═══ Exercise data
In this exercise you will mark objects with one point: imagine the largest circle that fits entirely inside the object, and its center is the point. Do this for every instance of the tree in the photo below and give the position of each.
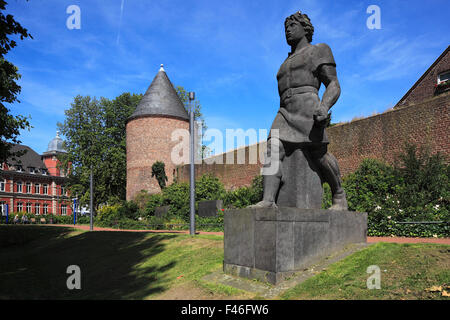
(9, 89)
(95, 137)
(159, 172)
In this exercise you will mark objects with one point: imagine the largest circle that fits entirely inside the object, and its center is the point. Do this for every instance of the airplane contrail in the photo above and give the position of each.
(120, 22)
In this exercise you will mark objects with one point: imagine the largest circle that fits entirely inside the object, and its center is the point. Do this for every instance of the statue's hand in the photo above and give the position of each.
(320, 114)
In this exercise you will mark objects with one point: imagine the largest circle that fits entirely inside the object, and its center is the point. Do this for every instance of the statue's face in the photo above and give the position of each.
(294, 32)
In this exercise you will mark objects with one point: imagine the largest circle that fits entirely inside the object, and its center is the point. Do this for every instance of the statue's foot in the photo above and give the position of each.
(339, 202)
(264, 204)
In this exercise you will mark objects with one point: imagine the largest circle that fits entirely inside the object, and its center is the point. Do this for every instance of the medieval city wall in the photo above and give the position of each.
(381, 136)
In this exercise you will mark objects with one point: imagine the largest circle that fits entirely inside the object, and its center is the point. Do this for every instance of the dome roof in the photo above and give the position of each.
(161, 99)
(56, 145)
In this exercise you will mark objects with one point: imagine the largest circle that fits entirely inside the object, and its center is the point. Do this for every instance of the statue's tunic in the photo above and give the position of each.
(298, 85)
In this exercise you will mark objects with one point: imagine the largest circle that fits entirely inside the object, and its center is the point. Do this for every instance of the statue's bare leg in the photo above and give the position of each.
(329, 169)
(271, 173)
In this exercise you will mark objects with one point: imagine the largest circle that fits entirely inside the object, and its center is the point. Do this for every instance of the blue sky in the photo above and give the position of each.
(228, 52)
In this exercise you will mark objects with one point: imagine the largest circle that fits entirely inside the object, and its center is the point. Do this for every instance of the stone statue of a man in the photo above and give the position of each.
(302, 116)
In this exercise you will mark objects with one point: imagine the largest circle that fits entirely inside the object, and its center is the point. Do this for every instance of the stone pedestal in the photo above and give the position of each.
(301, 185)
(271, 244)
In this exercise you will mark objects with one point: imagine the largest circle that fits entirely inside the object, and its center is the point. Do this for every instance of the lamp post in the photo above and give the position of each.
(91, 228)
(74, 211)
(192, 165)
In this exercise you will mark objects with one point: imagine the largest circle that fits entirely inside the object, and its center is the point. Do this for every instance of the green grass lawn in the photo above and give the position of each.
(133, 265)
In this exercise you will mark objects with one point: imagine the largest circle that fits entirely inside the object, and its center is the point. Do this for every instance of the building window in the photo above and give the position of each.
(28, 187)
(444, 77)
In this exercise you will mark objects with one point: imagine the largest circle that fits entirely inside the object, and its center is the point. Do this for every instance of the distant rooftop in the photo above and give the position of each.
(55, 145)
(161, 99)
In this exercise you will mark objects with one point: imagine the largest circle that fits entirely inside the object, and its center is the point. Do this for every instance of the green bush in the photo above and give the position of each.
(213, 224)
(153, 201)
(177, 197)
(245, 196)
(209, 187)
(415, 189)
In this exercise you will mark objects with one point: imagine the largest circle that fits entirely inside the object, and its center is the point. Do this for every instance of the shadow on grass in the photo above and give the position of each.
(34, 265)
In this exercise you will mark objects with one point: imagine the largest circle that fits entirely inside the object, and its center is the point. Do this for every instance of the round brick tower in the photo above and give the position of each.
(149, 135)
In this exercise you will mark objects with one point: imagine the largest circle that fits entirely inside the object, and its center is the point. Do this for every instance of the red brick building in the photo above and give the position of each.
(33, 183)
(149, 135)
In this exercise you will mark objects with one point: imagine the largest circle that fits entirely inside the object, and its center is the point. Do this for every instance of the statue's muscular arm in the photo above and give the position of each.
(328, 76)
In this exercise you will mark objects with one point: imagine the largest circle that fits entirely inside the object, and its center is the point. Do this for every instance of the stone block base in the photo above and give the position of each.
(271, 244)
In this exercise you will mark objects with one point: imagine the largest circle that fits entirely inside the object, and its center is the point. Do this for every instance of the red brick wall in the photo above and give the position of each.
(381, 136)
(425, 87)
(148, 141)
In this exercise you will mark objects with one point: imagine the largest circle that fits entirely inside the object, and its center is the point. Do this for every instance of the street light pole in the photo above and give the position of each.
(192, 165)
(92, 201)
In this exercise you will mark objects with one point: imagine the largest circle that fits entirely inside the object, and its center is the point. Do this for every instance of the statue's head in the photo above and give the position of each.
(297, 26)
══════
═══ Exercise data
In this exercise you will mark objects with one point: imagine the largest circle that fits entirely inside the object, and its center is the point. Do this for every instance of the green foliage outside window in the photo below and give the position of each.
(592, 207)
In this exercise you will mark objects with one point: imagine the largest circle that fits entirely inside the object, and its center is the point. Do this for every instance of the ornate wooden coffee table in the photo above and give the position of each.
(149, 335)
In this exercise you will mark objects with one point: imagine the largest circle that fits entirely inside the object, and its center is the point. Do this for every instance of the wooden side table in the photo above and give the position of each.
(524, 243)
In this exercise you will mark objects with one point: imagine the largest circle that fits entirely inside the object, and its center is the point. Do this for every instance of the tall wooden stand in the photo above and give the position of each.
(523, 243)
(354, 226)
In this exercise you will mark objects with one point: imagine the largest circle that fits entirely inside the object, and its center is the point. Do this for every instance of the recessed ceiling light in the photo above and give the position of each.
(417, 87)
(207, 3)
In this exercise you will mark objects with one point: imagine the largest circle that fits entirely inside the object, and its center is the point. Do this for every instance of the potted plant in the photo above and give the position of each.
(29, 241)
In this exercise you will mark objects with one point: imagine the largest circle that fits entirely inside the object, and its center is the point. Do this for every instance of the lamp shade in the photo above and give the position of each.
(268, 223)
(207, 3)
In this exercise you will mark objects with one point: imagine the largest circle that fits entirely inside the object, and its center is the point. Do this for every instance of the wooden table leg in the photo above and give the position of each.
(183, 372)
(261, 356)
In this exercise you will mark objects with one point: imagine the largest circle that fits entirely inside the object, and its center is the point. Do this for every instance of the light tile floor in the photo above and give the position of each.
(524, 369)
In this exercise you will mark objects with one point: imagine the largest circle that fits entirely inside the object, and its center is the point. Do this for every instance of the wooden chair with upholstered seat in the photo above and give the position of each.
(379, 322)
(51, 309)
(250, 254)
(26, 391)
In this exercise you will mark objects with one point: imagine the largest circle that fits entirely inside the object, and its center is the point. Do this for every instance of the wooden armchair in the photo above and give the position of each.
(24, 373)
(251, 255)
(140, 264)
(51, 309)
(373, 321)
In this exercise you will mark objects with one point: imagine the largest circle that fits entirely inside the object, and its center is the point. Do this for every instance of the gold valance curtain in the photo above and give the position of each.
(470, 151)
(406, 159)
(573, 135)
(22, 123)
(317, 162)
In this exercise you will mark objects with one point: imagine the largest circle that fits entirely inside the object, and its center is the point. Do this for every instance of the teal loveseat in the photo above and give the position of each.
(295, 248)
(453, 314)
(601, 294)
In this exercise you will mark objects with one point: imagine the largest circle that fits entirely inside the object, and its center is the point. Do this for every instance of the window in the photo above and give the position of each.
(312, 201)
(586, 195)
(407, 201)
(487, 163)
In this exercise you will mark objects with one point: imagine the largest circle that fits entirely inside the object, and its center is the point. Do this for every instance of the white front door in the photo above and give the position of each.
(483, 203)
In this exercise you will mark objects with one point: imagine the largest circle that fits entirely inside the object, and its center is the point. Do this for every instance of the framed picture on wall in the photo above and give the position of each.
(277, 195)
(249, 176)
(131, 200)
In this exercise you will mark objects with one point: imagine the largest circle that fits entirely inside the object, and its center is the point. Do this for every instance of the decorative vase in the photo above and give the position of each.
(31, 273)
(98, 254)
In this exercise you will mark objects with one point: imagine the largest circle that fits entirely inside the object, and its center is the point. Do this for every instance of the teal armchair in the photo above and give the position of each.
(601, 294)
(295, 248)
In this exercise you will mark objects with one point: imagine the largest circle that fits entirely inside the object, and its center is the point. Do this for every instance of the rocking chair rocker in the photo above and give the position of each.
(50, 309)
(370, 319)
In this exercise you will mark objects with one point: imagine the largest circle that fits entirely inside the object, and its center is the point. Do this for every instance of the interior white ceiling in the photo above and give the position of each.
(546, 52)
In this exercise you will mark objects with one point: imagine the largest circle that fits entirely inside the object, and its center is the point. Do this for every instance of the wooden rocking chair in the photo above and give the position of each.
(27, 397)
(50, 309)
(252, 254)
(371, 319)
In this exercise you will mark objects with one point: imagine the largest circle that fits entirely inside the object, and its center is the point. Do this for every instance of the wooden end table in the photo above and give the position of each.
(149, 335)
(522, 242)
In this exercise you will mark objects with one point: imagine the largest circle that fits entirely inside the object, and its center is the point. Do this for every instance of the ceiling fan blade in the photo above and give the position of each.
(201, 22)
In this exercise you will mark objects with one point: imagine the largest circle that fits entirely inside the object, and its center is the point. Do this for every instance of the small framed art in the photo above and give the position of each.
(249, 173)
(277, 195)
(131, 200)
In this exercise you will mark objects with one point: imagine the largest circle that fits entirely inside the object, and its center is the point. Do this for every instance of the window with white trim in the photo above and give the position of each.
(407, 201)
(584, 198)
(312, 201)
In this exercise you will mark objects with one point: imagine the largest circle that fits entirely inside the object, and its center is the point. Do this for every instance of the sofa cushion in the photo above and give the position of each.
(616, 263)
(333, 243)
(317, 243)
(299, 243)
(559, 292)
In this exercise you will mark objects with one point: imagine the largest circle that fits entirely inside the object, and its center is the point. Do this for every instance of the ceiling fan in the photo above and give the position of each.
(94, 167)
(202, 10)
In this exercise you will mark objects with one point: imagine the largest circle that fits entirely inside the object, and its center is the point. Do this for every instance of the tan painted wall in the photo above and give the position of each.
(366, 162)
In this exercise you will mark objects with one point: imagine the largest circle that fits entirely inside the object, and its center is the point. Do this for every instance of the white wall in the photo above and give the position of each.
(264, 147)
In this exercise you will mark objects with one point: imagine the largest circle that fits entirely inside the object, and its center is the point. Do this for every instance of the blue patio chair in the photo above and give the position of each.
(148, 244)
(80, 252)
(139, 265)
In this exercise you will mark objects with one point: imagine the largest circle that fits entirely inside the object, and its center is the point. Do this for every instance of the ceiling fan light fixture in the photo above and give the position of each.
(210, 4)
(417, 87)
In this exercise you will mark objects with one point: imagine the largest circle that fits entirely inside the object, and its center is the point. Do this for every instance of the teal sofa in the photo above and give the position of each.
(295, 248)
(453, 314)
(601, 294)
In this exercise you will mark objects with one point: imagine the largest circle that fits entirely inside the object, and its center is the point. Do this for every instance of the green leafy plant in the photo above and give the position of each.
══════
Exercise goal –
Please copy the lines above from the line with "the teal sofa" up to and including the line with "the green leafy", exactly as written and with nothing else.

Problem solution –
In this exercise you will mark objects with one point: imagine the largest circle that fits entirely inside the object, and its center is the point. Do this for every instance of the teal sofa in the photo above and give the position of each.
(295, 248)
(453, 314)
(601, 294)
In this exercise you will mark objects with one point: imagine the largest circle that fits entirely inside the object, and its center is the point. Do this for every instance of the green leafy plant in the photo above and give the position of each.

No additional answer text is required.